___ Texto para analizar ___

Tres grados de deshumanización de los ancianos

TEATRO DE SOMBRAS

GUILLERMO HURTADO
GUILLERMO HURTADO
Por:
  • Guillermo Hurtado

En un artículo anterior (“Por una filosofía política de la vejez”, La Razón, 6 de junio 2020) señalé la importancia de entender el problema filosófico sobre la vejez como un problema político. Aquí quisiera desarrollar lo que me parece es el núcleo filosófico de esa cuestión. Me refiero al alarmante proceso de deshumanización al que están sometidos los viejos en la sociedad actual. Nos enfrentamos a una progresión negativa que comienza con la discriminación, avanza hacia la segregación y culmina con la eliminación de los ancianos.

Los procesos de discriminación, segregación y eliminación de grupos marginados muchas veces empiezan con lo que se plantea como una inocente observación cuantitativa: hay demasiados de ellos. Es así que, en varios momentos de la historia, se ha dicho que hay muchos gitanos, negros, musulmanes, cristianos, homosexuales, retrasados mentales, etc. A partir de esta observación sesgada sobre una colectividad, se procede a quitarles derechos, después se les separa del resto de la sociedad y, por último, se les elimina de diversas maneras.

Hasta hace poco, los ancianos eran relativamente pocos. Con el cambio de la pirámide poblacional, ahora se afirma —cada vez con menos sutilezas— que hay demasiados de ellos. Ante esta queja se esboza una estrategia perversa —que hasta ahora ha permanecido soterrada— que se plantea por medio de tres grados de deshumanización de los viejos: tratarlos como minusválidos, como indeseables y, por último, como lastres. Consideremos algunos ejemplos.

Se dice que los viejos son conservadores y, por lo mismo, inclinan las votaciones sin considerar los intereses de los más jóvenes. La solución es que se les restrinja el voto o incluso que se les quite (como sucede con los niños, que no tienen ese derecho porque se supone que no tienen las condiciones para ejercerlo de manera responsable).

Se dice que unos pocos viejos acumulan demasiado capital que no se puede usar para beneficio de la sociedad. La solución es que se les arrebate el control de sus bienes para que los más jóvenes hagan mejor uso de ellos (aquí también hay una analogía con los niños, que no pueden tomar decisiones acerca de sus bienes).

___ Listado proporcionado ___

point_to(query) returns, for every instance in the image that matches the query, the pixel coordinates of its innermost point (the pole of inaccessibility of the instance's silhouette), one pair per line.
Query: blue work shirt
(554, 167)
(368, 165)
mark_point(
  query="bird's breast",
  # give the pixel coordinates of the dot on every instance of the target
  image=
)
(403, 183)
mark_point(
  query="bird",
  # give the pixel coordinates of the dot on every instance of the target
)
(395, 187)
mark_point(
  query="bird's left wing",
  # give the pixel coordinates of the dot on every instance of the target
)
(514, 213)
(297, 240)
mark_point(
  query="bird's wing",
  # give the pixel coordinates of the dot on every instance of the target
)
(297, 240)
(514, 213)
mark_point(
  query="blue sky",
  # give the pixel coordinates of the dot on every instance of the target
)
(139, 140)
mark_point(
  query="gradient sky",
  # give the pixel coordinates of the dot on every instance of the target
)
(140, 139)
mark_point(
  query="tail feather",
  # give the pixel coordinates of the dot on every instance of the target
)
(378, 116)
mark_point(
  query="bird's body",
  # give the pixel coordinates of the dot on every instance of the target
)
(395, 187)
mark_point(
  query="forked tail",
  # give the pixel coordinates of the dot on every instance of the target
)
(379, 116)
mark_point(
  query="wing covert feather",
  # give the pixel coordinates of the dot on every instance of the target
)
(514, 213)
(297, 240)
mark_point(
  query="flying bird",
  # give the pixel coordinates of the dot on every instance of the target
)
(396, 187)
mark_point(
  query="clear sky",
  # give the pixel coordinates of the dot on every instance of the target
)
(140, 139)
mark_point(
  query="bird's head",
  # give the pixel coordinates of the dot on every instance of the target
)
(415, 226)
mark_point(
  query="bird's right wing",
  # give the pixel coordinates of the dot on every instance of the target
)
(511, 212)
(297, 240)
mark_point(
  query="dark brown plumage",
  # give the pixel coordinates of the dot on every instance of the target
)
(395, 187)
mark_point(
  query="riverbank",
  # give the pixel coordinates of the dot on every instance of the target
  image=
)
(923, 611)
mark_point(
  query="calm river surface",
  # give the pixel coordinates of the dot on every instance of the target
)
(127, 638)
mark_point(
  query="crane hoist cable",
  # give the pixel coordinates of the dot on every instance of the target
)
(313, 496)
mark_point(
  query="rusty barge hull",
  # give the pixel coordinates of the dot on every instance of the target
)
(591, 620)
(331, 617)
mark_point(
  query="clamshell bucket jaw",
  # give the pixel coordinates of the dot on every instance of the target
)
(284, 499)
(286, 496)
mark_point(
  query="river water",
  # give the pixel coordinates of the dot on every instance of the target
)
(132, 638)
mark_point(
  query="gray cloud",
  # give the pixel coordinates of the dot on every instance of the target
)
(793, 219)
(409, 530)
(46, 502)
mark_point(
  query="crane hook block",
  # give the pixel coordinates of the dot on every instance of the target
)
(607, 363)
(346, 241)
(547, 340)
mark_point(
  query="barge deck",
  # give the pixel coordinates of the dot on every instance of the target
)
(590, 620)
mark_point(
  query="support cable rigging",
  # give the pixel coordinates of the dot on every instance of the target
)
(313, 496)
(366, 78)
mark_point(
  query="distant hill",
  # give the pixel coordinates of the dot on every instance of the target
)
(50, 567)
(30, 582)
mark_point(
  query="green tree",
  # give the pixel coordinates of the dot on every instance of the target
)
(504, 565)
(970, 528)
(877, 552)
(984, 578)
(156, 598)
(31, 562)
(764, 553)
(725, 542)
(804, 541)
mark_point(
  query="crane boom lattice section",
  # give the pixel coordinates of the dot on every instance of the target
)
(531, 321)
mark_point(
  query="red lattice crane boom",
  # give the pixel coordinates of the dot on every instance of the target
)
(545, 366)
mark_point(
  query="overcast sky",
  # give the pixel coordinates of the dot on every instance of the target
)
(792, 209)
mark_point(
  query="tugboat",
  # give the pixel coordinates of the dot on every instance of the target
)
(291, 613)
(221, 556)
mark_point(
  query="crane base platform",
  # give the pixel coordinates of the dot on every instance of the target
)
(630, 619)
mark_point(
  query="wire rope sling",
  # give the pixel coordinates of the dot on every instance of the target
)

___

§ **Tareas por realizar**
1. Edita el texto sobre la deshumanización de los ancianos: reproduce el fragmento desde "Se dice que los" hasta "de manera responsable).", ambos incluidos, y sustituye "el voto" por "el sufragio".
2. Según el texto sobre la deshumanización de los ancianos, ¿con qué comienza la progresión negativa y en qué culmina?

§ **Respuestas del ejercicio**
1.
Se dice que los viejos son conservadores y, por lo mismo, inclinan las votaciones sin considerar los intereses de los más jóvenes. La solución es que se les restrinja el sufragio o incluso que se les quite (como sucede con los niños, que no tienen ese derecho porque se supone que no tienen las condiciones para ejercerlo de manera responsable).

2. Comienza con la discriminación y culmina con la eliminación de los ancianos.